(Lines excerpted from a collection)
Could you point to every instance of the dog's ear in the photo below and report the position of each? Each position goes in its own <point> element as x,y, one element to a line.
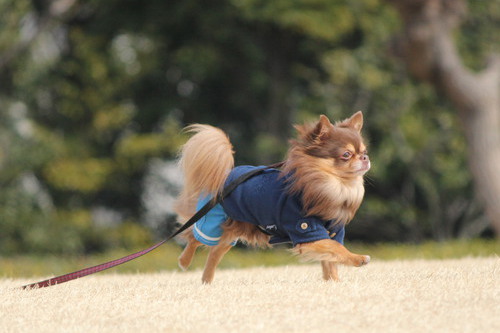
<point>355,122</point>
<point>322,128</point>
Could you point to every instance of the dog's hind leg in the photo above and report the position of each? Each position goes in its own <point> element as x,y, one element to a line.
<point>329,270</point>
<point>187,255</point>
<point>214,257</point>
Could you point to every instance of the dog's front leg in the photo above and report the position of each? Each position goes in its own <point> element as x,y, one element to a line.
<point>330,250</point>
<point>214,257</point>
<point>329,270</point>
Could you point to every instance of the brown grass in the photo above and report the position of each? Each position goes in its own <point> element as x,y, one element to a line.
<point>461,295</point>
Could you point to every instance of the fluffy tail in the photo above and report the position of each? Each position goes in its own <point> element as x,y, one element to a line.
<point>206,160</point>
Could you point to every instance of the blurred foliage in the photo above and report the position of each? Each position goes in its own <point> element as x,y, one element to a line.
<point>92,91</point>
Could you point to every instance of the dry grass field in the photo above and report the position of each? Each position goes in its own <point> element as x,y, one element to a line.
<point>458,295</point>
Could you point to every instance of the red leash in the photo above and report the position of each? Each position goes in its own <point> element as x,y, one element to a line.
<point>90,270</point>
<point>199,214</point>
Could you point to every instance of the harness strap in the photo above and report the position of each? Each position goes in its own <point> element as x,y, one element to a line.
<point>198,215</point>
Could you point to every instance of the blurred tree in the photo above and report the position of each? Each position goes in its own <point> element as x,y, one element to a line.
<point>428,48</point>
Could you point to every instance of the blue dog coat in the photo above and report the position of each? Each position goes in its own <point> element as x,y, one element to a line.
<point>263,201</point>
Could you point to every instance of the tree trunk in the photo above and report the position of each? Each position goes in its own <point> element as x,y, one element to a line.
<point>427,48</point>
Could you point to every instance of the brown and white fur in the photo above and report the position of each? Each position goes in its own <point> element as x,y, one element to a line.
<point>326,163</point>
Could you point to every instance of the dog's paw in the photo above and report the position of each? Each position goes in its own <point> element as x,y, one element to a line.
<point>361,260</point>
<point>182,265</point>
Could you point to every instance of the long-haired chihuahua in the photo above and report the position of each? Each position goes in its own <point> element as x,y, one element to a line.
<point>308,202</point>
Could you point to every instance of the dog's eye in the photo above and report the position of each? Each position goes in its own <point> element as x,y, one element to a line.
<point>347,155</point>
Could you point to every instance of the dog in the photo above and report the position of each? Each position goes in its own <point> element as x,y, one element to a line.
<point>308,202</point>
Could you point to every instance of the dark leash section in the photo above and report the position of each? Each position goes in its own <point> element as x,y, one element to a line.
<point>198,215</point>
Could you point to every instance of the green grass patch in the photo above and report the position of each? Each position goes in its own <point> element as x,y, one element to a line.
<point>165,257</point>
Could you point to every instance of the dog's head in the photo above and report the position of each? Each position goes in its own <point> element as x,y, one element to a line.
<point>340,146</point>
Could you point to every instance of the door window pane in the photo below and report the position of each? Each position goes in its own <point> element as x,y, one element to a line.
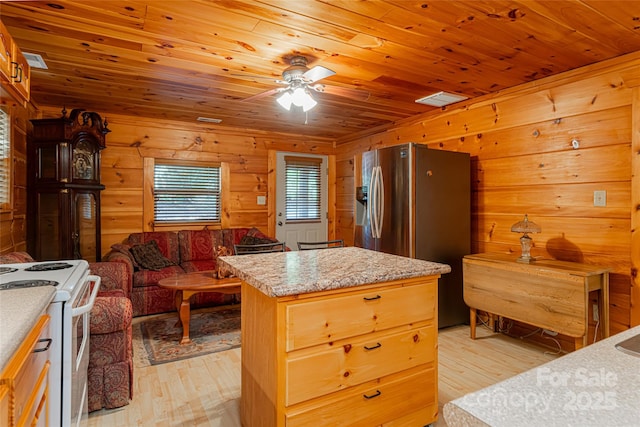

Stated exercise:
Copy these lines word for word, omitting the pictures.

Written answer:
Could you point to every instance of the dog's ear in the photo below and report the position of each? Each position goes in its own <point> element as x,y, one element to a line.
<point>355,122</point>
<point>322,128</point>
Could you point to every instance of the dog's hind leg in the photo above and report the position of each? Each position goes in its own <point> element as x,y, one element to a line.
<point>329,270</point>
<point>187,255</point>
<point>214,257</point>
Could you point to every instance of the dog's front leg in the photo above and report the position of each? Each position goes in its own <point> element as x,y, one element to a line.
<point>330,250</point>
<point>214,257</point>
<point>329,270</point>
Could you point to every instance of the brown grass in the photo above and report the position of each? Each position goes in its own <point> element as x,y, one element to a line.
<point>461,295</point>
Could you point to every instance of the fluffy tail in the photo above and report the position of each? Each position goes in its own <point> element as x,y, one element to a line.
<point>206,160</point>
Could you point to every instance of the blurred foliage in the photo above and report the position of each? Each position goes in its own <point> element as x,y, one element to a line.
<point>92,91</point>
Could you point to every instance of the dry grass field in the photo above and report the position of each? Each position goes in its own <point> element as x,y, one element to a line.
<point>458,295</point>
Could you point to every instance of the red leash in the photo above and report the position of each? Each position goes in its own <point> element as x,y, one element to a line.
<point>90,270</point>
<point>199,214</point>
Could you point to every instance of the harness strap in the photo above and report the position of each? Each position goes in its own <point> element as x,y, one element to a line.
<point>198,215</point>
Could you point to every instance of the blurred tree in the photo above and report the position of each? Each position goes in its own <point> element as x,y, one element to a line.
<point>428,48</point>
Could you point to every instance of the blue dog coat in the photo above and report the position of each? Each position goes in its own <point> element as x,y, one element to a line.
<point>263,201</point>
Could you point to every instance of the tree trunk in the photo above and report the position of each? Each position goes in its own <point> element as x,y, one element to a line.
<point>427,48</point>
Could you point to every instance of the brown and white fur in the photo above and report the position of each? Each position goes in its own <point> element as x,y, one element to a line.
<point>326,163</point>
Could you point to every instance of the dog's paw in the photo above and report the position of each? Each position goes in its own <point> element as x,y, one element to a line.
<point>361,260</point>
<point>182,265</point>
Could you point to every instance of the long-haired chihuahua in the photo above and report the position of each? Each position goes in its own <point> element as x,y, one element to a line.
<point>308,202</point>
Could you point to every instance of the dog's eye in the photo above and report the position of each? Each position goes in its own <point> element as x,y, one element to a line.
<point>347,155</point>
Could you point to every instance of the dog in the photo above and report the position of each? Each position goes in its own <point> element as x,y, one element to a line.
<point>308,202</point>
Could you point to every instance of the dark leash section in the photo above and report the position of each? Each position goes in its own <point> element as x,y, one element to a line.
<point>198,215</point>
Could you point to every instance of the green grass patch in the photo above and report the position of each? Each position goes in its own <point> element as x,y, one element to a line.
<point>165,257</point>
Could you point to every instance of the dog's head in the photo above and report the position of each? Each position goes in its own <point> element as x,y, one element to a line.
<point>340,146</point>
Could you point to every instance of the door window pane in the photo below and report the position of each? Each position goes in its own <point> element as x,y, one element to a line.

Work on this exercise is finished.